Passage shown section start
Texas Senate Bill 4 makes it a felony to mail abortion pills to patients. Taking preventative measures, this Austin mom ordered three abortion pill packs.

PFLUGERVILLE, Texas — In the face of continued legislative efforts to ban abortions, women are now seeking abortion medications on the internet. 

Just days after Senate Bill 8, also known as the Heartbeat Act, took effect, Austin mom Angela Vega decided to take matters into her own hands. 

"About two days after the bill went into effect, I was like, 'Nuh uh,' started figuring out like, what are my options?" said Vega.

Credit: Pamela Comme

She ran across plancpills.org, a website sharing information about how to access abortion pills online.

While Vega is currently not pregnant, she thought it’d be best to prepare in case she or a friend needed it. 

"We now have to add this extra thing to our arsenal of having a plan, Plan C," said Vega. "So having self-managed abortion medication in our medicine cabinet."

After answering a questionnaire online, without doctor consultation, a prescription was created and sent to a pharmacy in India. 

She said the process was quick and easy and decided to try a different provider. Now, she has three prescriptions of mifepristone and misoprostol. Pills, when taken together, end a pregnancy. 

Credit: Pamela Comme

"For a woman, a friend, a family member, a neighbor who is in need and needs these pills and doesn't have two weeks to wait or doesn't have the $105 or $200 to get these sort of pills," she added.
Passage shown section end
* **What you will do**
1. In the article on Texas abortion pills, where was the prescription sent after the online questionnaire was answered?
2. Write out the article on Texas abortion pills, everything from "Texas Senate Bill" down to "abortion pills online.".
3. Extend the article on Texas abortion pills beyond its final paragraph.
Data supplied section start
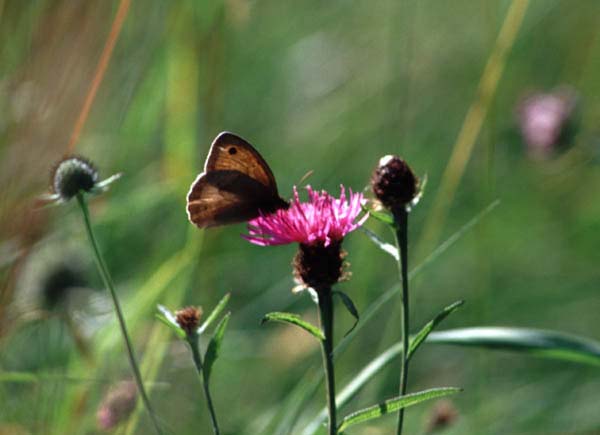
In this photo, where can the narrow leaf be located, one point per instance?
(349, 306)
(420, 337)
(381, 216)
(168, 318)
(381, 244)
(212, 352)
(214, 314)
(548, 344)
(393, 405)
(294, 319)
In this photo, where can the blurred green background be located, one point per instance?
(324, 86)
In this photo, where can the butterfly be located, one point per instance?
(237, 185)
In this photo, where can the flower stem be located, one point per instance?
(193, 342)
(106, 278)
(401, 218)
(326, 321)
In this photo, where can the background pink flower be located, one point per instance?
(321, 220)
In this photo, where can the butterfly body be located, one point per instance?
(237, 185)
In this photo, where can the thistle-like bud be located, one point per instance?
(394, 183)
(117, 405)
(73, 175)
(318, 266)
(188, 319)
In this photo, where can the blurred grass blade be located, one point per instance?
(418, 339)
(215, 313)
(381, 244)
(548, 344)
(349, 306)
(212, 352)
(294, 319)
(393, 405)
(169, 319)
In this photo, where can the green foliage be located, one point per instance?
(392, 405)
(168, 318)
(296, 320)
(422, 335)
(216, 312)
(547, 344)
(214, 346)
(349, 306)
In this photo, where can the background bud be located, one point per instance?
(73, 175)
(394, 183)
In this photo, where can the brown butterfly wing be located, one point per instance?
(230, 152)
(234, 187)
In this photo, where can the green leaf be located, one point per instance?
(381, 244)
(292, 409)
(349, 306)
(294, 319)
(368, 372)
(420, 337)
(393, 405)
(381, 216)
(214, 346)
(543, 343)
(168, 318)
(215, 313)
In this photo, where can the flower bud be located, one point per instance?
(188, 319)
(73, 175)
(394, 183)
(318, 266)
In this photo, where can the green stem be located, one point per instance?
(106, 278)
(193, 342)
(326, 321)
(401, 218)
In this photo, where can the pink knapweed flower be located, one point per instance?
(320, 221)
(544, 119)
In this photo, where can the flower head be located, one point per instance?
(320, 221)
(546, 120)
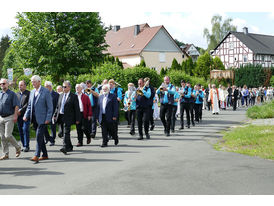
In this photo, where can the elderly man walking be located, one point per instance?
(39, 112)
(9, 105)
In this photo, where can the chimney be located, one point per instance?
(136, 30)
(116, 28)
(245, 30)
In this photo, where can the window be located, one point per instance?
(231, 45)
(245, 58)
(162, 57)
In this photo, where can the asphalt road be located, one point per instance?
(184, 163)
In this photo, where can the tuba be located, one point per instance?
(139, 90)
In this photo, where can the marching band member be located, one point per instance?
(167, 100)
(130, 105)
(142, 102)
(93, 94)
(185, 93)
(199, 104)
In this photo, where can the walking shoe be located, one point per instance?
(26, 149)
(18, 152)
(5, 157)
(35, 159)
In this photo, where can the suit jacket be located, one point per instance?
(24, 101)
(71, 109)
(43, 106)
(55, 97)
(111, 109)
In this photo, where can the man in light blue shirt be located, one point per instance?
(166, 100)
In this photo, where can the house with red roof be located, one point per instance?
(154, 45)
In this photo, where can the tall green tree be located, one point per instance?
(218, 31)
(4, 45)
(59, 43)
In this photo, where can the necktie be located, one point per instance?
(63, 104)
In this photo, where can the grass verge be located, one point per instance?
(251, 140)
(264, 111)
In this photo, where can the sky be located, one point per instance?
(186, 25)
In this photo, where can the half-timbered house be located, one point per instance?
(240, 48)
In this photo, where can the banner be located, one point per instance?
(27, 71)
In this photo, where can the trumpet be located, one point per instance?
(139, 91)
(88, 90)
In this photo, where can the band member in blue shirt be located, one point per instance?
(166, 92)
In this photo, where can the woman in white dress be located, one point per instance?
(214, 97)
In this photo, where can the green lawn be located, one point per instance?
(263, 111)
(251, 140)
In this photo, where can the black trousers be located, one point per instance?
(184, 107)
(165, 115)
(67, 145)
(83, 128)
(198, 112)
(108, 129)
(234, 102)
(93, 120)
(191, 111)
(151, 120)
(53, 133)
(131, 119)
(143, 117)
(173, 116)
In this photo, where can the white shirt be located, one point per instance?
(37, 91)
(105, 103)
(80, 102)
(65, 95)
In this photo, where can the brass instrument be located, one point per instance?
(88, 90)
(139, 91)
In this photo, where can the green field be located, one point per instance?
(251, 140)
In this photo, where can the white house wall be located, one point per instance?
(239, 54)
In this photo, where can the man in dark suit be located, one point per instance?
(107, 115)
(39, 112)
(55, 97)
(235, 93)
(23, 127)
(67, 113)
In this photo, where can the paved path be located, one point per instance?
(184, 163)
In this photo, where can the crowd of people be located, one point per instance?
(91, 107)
Data supplied section end
* **Expected outputs**
1. To a pharmacy in India.

2.
Texas Senate Bill 4 makes it a felony to mail abortion pills to patients. Taking preventative measures, this Austin mom ordered three abortion pill packs.

PFLUGERVILLE, Texas — In the face of continued legislative efforts to ban abortions, women are now seeking abortion medications on the internet. 

Just days after Senate Bill 8, also known as the Heartbeat Act, took effect, Austin mom Angela Vega decided to take matters into her own hands. 

"About two days after the bill went into effect, I was like, 'Nuh uh,' started figuring out like, what are my options?" said Vega.

Credit: Pamela Comme

She ran across plancpills.org, a website sharing information about how to access abortion pills online.

3.
Mifepristone is taken first to block the flow of progesterone to the developing pregnancy. After that, misoprostol is taken so the uterus cramps and expels what's inside. According to Plan C, this usually involves a few hours of heavy bleeding and cramping.

Plan C said after SB 8 passed, the company saw a significant number of women looking for information on how to get their hands on abortion pills. 

"We saw a huge increase, in fact, a percent increase that's almost unimaginable," said Francine Coeytaux, founder of Plan C. "We knew this was going to happen because we knew this law."

While Vega feels she’s doing the right thing, because of SB 8, she faces the risk of lawsuits. Starting Dec. 2, SB 4, which the legislature passed during the second special session, goes into effect. 

This bill makes it illegal to give an abortion-inducing drug to a woman, makes getting abortion pills in the mail illegal, and bans abortion after seven weeks. 

While some disagree with SB 4, pro-life advocates feel this bill was the right move. 

"Chemical abortions are just as dangerous and wrong as surgical abortions, because at the end of the day, what's happening is that a unique individual human being is being killed, whether that's through that surgery or through the drugs," said Rebecca Parma, senior legislative associate at Texas Right to Life.

While the Texas Heartbeat Act carries civil penalties, violating SB 4 carries tougher criminal penalties that could land violators in prison. 

Abigail Aiken, associate professor of public affairs at the University of Texas, said passing both bills was a strategic move by Texas lawmakers.

"If Senate Bill 8 is enjoined or struck down by the courts, then Senate Bill 4 is still in place," added Aiken. "If the six-week limit is struck down, there will still be a seven-week limit on medication abortion in place."

While the FDA has yet to approve misoprostol for a pregnant woman, Aiken said a study shows these pills combined will end a pregnancy successfully 95% of the time. Less than 1% required a blood transfusion or antibiotics.

"That is good, strong evidence that this is a safe and effective way to end a pregnancy when you cannot get access to the clinic setting," said Aiken. 

In the U.S., a prescription is required to get these pills. Experts agree it’s always best to consult with a doctor. 

Despite the risks, Vega stands by her decision.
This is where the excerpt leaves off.